-- begin --

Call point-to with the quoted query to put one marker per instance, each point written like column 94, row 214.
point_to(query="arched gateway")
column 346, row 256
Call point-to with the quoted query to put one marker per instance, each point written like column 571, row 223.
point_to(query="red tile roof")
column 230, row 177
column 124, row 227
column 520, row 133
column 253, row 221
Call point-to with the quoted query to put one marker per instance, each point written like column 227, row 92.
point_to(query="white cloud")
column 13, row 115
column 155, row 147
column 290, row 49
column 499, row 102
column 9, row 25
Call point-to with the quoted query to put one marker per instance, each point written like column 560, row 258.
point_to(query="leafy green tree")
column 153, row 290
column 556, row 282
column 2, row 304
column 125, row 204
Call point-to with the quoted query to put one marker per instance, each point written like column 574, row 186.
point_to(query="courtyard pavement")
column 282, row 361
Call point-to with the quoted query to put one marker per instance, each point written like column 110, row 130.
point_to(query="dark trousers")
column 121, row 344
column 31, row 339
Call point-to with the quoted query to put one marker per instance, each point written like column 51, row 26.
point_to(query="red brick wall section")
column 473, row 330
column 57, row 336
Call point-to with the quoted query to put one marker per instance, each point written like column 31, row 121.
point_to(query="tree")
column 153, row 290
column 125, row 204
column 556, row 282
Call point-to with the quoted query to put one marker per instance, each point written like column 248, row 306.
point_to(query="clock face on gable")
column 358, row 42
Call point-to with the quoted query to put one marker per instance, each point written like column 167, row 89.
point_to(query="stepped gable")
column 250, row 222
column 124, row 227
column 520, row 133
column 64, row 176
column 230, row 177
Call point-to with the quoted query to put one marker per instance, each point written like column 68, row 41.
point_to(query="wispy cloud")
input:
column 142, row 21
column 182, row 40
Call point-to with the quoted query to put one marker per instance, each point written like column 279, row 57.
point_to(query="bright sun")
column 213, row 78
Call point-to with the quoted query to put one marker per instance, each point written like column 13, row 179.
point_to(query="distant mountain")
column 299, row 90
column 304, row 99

-- end --

**What is asked:**
Repeat the rows above without any change, beginning at the line that contains "560, row 258." and stopping after the line that contains "column 358, row 42".

**Response to this exercise:**
Call point-to with the quoted query to put one marker per instance, each point written like column 560, row 258.
point_to(query="leafy green tree")
column 153, row 290
column 556, row 282
column 2, row 304
column 125, row 204
Call point-to with the quoted query to put one marker per instance, each point written like column 574, row 186.
point_to(query="courtyard pavement")
column 282, row 361
Call point-to with the quoted query to put one marker per instance, each point written like column 110, row 130.
point_to(query="dark trousers")
column 121, row 344
column 31, row 339
Call point-to with the quoted query to put one marker per instance, each point written like column 51, row 26.
point_to(query="red brick wall section")
column 473, row 330
column 57, row 336
Call point-to with the quoted query to put one marker per instance, each point written like column 31, row 121.
point_to(query="tree")
column 153, row 290
column 125, row 204
column 556, row 282
Call point-to with the quoted query to put one marker per instance, each point written like column 248, row 306.
point_to(query="clock face on gable")
column 358, row 42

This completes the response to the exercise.